• TASK BRIEF: All entries must be given again exactly as written.

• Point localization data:
-- Opening Marker --
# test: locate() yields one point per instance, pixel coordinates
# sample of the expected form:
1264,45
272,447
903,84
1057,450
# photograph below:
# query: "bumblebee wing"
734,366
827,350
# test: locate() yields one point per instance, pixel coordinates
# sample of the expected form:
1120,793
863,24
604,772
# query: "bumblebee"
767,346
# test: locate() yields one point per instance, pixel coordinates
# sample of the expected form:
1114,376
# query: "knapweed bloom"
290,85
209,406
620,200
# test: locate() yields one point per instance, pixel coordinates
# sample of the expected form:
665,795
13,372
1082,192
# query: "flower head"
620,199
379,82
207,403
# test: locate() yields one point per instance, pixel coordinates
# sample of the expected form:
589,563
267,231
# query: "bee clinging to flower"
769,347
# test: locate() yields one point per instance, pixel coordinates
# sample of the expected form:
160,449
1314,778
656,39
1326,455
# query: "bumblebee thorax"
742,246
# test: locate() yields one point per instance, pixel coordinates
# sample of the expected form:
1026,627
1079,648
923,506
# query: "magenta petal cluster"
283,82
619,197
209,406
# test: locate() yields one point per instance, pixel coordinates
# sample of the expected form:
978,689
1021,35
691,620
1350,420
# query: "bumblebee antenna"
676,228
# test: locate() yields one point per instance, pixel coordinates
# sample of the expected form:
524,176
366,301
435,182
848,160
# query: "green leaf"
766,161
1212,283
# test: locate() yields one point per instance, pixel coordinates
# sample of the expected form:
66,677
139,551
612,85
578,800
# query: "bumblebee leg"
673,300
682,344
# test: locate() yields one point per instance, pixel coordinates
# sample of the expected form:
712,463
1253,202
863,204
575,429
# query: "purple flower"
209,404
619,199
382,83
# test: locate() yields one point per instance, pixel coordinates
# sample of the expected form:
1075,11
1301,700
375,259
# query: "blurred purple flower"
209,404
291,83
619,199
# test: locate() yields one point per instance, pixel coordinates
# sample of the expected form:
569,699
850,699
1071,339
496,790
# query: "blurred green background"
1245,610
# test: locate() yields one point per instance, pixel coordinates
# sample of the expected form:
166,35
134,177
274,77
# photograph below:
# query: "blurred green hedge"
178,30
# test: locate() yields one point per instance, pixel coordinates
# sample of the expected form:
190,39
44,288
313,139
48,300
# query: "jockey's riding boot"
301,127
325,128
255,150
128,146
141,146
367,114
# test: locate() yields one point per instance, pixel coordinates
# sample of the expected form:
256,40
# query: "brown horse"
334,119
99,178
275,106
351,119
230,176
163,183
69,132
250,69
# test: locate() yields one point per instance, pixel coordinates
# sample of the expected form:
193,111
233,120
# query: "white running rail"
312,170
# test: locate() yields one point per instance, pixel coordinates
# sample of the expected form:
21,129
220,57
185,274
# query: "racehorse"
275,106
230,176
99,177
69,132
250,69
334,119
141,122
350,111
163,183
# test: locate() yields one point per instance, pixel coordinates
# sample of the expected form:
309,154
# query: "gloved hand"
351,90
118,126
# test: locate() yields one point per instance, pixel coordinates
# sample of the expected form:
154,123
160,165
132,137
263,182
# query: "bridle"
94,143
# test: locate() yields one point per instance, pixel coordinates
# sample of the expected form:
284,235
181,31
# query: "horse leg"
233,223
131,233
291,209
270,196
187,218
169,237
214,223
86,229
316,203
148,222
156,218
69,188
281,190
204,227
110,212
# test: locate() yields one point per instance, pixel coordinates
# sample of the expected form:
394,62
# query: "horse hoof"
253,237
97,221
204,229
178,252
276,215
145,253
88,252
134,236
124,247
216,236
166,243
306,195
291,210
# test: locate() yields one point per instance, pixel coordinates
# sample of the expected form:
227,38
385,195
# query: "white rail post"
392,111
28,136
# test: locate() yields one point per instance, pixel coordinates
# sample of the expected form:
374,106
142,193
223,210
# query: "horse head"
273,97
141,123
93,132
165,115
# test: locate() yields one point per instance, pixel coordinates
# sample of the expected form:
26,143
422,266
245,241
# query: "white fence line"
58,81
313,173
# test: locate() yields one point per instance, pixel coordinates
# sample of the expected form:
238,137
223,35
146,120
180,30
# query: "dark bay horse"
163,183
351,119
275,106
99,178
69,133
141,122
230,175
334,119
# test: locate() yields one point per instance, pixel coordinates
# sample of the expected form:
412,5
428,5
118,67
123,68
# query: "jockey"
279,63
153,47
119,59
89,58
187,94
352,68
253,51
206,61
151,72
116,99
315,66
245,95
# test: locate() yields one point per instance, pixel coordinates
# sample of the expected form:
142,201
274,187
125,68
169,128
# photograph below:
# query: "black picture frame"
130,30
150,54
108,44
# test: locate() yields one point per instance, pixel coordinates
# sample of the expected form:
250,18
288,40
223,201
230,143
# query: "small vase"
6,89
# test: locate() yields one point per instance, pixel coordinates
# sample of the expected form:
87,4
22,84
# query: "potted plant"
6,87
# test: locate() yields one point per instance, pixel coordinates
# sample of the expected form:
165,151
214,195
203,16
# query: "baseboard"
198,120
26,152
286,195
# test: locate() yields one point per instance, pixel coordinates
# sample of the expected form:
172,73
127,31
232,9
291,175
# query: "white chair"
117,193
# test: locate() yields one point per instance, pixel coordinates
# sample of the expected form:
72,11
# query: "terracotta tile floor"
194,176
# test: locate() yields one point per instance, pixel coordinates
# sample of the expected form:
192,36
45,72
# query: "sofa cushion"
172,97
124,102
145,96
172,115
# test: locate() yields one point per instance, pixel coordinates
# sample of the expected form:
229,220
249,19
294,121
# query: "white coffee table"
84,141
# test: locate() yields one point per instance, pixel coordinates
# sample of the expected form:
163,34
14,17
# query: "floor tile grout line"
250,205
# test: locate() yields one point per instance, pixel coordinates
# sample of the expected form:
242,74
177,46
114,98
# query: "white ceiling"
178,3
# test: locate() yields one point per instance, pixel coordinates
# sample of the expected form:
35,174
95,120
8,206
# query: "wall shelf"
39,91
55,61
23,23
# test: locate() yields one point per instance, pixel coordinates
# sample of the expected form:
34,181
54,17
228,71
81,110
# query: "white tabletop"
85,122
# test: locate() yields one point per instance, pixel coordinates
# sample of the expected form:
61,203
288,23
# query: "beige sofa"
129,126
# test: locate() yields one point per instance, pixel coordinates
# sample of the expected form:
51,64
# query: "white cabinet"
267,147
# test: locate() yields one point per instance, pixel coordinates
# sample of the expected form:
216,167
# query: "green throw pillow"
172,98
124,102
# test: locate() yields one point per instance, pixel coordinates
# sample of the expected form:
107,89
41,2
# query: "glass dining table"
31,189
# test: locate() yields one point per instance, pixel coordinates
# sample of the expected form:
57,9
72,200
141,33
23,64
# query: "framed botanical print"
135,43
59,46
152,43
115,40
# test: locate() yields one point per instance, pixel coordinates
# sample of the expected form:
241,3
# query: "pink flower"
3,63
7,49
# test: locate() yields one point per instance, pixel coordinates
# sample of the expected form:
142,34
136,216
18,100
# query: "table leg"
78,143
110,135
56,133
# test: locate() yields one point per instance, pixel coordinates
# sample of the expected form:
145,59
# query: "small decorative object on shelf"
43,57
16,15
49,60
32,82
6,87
-- Closing Marker --
• SOLUTION TO THE PROBLEM:
# test: locate() yields one point per instance, pixel coordinates
# sample of the expected form:
1264,45
272,447
903,84
1057,450
# photograph below:
# query: "bumblebee wing"
734,366
827,350
# test: locate() yields one point per instance, pixel coordinates
# sample of the expected form:
1120,793
863,24
604,772
# query: "bumblebee"
767,346
# test: locate() yields one point per instance, pixel coordinates
# sample of the expected form:
1114,376
# query: "knapweed bloom"
290,85
209,406
620,200
# test: locate() yields one point per instance, pixel coordinates
# sample of the expected form:
665,795
13,372
1082,192
# query: "flower head"
620,199
379,82
207,403
# test: locate() yields one point per instance, pixel coordinates
# sample of the expected form:
589,563
267,231
# query: "bee clinging to flower"
769,347
# test: locate() yields one point per instance, pixel coordinates
# sample of the expected form:
160,449
1314,778
656,39
1326,455
# query: "bumblebee thorax"
742,246
# test: locate() yields one point per instance, pixel coordinates
# sample of the expected form:
1026,627
1079,648
923,506
# query: "magenta petal cluster"
283,82
619,197
209,406
# test: locate() yields one point per instance, pixel coordinates
# sample of the expected form:
978,689
1021,35
691,620
1350,420
# query: "bumblebee antenna"
676,228
# test: locate() yields one point per instance, pixel coordinates
# sample of the expected form:
524,176
366,301
435,182
848,160
# query: "green leaf"
766,161
1212,283
# test: locate() yields one point per instance, pixel coordinates
# sample of the expected form:
66,677
139,551
612,85
578,800
# query: "bumblebee leg"
673,300
682,344
# test: locate() yields one point per instance, pixel coordinates
# sample of the expected form:
712,463
1253,202
863,204
575,429
# query: "purple flower"
209,404
619,199
382,83
# test: locate() yields one point per instance, pixel coordinates
# sample of the expected form:
1075,11
1301,700
375,259
# query: "blurred purple flower"
209,404
291,83
619,199
# test: locate() yields one point per instance, pixel coordinates
# sample of the expected form:
569,699
850,699
1071,339
496,790
# query: "blurred green background"
1245,610
# test: locate() yields one point per instance, pixel coordinates
# sample of the expected form:
166,35
134,177
274,77
# photograph below:
# query: "blurred green hedge"
178,30
# test: locate() yields one point per instance, pixel coordinates
# sample of the expected form:
190,39
44,288
313,139
48,300
# query: "jockey's riding boot"
301,127
325,128
255,150
128,146
141,146
367,114
# test: locate() yields one point per instance, pixel coordinates
# sample of the expected form:
256,40
# query: "brown horse"
334,119
99,178
275,106
351,119
230,176
163,183
69,132
250,69
# test: locate() yields one point per instance, pixel coordinates
# sample of the expected form:
193,111
233,120
# query: "white running rail"
312,170
# test: locate() yields one point per instance, pixel coordinates
# sample of the expected form:
21,129
220,57
185,274
# query: "racehorse"
275,106
230,176
99,177
69,132
250,69
334,119
141,122
350,111
163,183
# test: locate() yields one point per instance, pixel coordinates
# sample of the expected form:
309,154
# query: "gloved hand"
351,90
118,126
# test: locate() yields one point per instance, pixel coordinates
# sample of the expected form:
154,123
160,165
132,137
263,182
# query: "bridle"
94,143
# test: locate() yields one point per instance, pixel coordinates
# sample of the expected form:
284,235
181,31
# query: "horse leg"
233,223
131,233
291,209
270,196
187,218
169,237
214,223
86,229
316,203
148,222
156,218
69,188
281,190
204,227
110,212
# test: locate() yields one point per instance, pixel coordinates
# sample of the expected form:
394,62
# query: "horse hoof"
253,237
97,221
204,229
178,252
276,215
145,253
88,252
134,236
124,247
216,236
166,243
306,195
291,210
# test: locate() yields one point per instance, pixel coordinates
# sample of the expected form:
227,38
385,195
# query: "white rail post"
392,111
28,136
# test: locate() yields one point per instance, pixel coordinates
# sample of the expected form:
374,106
142,193
223,210
# query: "horse head"
273,97
141,123
93,132
165,115
# test: locate() yields one point per instance, pixel coordinates
# sample of the expected form:
26,143
422,266
245,241
# query: "white fence line"
58,81
313,173
# test: locate() yields one point per instance, pixel coordinates
# sample of the expected form:
238,137
223,35
146,120
180,30
# query: "dark bay horse"
163,183
351,119
275,106
99,178
69,133
141,122
230,175
334,119
# test: locate() yields one point per instance, pixel coordinates
# sample of the expected form:
412,5
428,5
118,67
123,68
# query: "jockey"
279,63
153,47
119,59
89,58
187,94
352,68
253,51
206,61
151,72
116,99
315,66
245,95
# test: locate() yields one point per instance, pixel coordinates
# sample of the expected form:
142,201
274,187
125,68
169,128
# photograph below:
# query: "black picture frame"
130,30
150,54
108,44
# test: locate() yields one point per instance, pixel coordinates
# sample of the expected form:
250,18
288,40
223,201
230,143
# query: "small vase"
6,89
# test: locate() yields one point per instance, pixel coordinates
# sample of the expected form:
87,4
22,84
# query: "potted plant"
6,87
# test: locate() yields one point per instance, pixel coordinates
# sample of the expected form:
165,151
214,195
203,16
# query: "baseboard"
198,120
26,152
286,195
# test: locate() yields one point per instance, pixel coordinates
# sample of the expected form:
172,73
127,31
232,9
291,175
# query: "white chair"
117,193
# test: locate() yields one point per instance, pixel coordinates
# sample of the expected form:
72,11
# query: "terracotta tile floor"
194,176
# test: locate() yields one point per instance, pixel coordinates
# sample of the expected form:
192,36
45,72
# query: "sofa cushion"
172,97
124,102
145,96
172,115
# test: locate() yields one point per instance, pixel coordinates
# sample of the expected form:
229,220
249,19
294,121
# query: "white coffee table"
84,141
# test: locate() yields one point per instance, pixel coordinates
# sample of the expected form:
163,34
14,17
# query: "floor tile grout line"
250,205
# test: locate() yields one point per instance, pixel coordinates
# sample of the expected form:
242,74
177,46
114,98
# query: "white ceiling"
178,3
# test: locate() yields one point per instance, pixel coordinates
# sample of the expected form:
35,174
95,120
8,206
# query: "wall shelf"
39,91
55,61
23,23
# test: locate() yields one point per instance, pixel coordinates
# sample of the expected form:
34,181
54,17
228,71
81,110
# query: "white tabletop"
85,122
# test: locate() yields one point per instance, pixel coordinates
# sample of the expected form:
61,203
288,23
# query: "beige sofa"
129,126
# test: locate() yields one point per instance, pixel coordinates
# sample of the expected form:
51,64
# query: "white cabinet"
267,147
# test: locate() yields one point per instance, pixel coordinates
# sample of the expected form:
216,167
# query: "green throw pillow"
172,98
124,102
# test: locate() yields one point per instance, pixel coordinates
# sample of the expected form:
107,89
41,2
# query: "glass dining table"
31,189
# test: locate() yields one point per instance, pixel coordinates
# sample of the expected form:
57,9
72,200
141,33
23,64
# query: "framed botanical print"
135,43
59,46
152,43
115,40
# test: locate() yields one point per instance, pixel coordinates
# sample of the expected form:
241,3
# query: "pink flower"
3,63
7,49
# test: locate() yields one point per instance, pixel coordinates
# sample of the expected form:
142,34
136,216
18,100
# query: "table leg"
78,143
110,135
56,133
# test: locate() yields one point per instance, pixel coordinates
# sample of the expected form:
145,59
# query: "small decorative object on shelf"
43,57
16,15
49,60
32,82
6,87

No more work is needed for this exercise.